- QUOTED PASSAGE
"""
Key Questions to Ask When Ordering FSK Facing

We recently hosted our live webinar, “Insulation Systems as a Design Element,” where we received a variety of excellent questions. Below, you’ll find the answers to the top 10 questions from the webinar (plus an honorable mention). Many of the answers have links to resources where you can find additional information on the question topic. 

If you want to learn more, please visit our website bestlink.

1. What does PSK Stand for?
   PSK describes a type of facing used on an insulation material and it stands for “Poly- scrim-kraft.” This type of facing is made from a scrim-reinforced kraft paper with a polypropylene coating on top. Traditionally, PSK facings are white, but JM offers a black-coated PSK for aesthetic versatility. This chart gives you a detailed description of the various mechanical and HVAC insulation facings that are available, including PSK.
   
   
2. Is PVC jacketing non-plastecized?
   There are two types of PVC, rigid (non-plasticized) and flexible (plasticized). JM’s Zeston® PVC formulation is a rigid PVC formulation, and therefore, by design, does not use or incorporate any phthalates (or “plasticizers”).
   
   
3. Typically, architects work with STC ratings not NRC values. Why do insulation manufacturers use NRC values rather than STC ratings to measure acoustical performance of insulation?
"""
- PARTS OF THE EXERCISE
• A. In the insulation FAQ, what kind of PVC formulation is JM's Zeston® PVC?
• B. Rewrite the insulation FAQ text starting at "2. Is PVC jacketing" and ending at "performance of insulation?", replacing "rigid" with "stiff".
• C. Which materials make up a PSK facing, according to the insulation FAQ?

Referring expression data:
"""
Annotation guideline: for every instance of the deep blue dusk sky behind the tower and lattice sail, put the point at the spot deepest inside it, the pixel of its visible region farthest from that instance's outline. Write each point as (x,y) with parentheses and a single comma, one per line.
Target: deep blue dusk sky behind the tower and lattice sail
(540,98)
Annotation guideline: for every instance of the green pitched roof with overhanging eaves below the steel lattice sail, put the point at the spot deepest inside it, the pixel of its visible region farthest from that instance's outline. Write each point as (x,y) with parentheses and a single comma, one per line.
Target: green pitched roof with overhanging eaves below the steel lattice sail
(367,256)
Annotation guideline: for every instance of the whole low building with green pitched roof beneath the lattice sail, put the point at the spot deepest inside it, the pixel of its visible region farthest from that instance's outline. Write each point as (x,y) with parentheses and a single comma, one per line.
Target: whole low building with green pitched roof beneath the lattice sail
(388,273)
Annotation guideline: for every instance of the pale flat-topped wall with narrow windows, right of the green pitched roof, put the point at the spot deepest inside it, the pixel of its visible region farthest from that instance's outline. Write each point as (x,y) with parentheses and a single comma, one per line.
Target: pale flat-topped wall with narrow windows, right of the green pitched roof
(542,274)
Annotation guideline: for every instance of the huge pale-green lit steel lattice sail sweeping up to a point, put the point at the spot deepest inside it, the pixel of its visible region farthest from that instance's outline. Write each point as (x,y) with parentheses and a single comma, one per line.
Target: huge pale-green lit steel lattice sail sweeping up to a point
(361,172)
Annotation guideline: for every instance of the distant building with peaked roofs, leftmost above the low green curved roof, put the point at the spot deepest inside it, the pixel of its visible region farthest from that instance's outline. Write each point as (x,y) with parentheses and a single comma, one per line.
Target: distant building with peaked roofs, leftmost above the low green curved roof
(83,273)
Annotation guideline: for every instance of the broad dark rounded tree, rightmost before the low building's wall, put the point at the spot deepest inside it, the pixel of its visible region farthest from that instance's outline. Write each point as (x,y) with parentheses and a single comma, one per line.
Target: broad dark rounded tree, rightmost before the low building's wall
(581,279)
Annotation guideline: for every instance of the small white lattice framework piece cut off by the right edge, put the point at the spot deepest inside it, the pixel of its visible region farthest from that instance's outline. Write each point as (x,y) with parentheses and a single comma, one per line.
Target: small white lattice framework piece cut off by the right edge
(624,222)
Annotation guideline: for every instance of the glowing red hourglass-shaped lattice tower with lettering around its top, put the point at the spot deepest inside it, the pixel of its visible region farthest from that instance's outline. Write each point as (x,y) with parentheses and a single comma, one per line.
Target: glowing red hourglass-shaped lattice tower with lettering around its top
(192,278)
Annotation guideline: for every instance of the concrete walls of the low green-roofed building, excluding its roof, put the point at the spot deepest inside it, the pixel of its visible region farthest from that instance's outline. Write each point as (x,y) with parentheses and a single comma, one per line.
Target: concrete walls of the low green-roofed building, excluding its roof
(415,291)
"""
- EXPECTED OUTPUTS
• A. A rigid (non-plasticized) PVC formulation.

• B.
2. Is PVC jacketing non-plastecized?
   There are two types of PVC, stiff (non-plasticized) and flexible (plasticized). JM’s Zeston® PVC formulation is a stiff PVC formulation, and therefore, by design, does not use or incorporate any phthalates (or “plasticizers”).
   
   
3. Typically, architects work with STC ratings not NRC values. Why do insulation manufacturers use NRC values rather than STC ratings to measure acoustical performance of insulation?

• C. Scrim, kraft paper, and a polypropylene coating.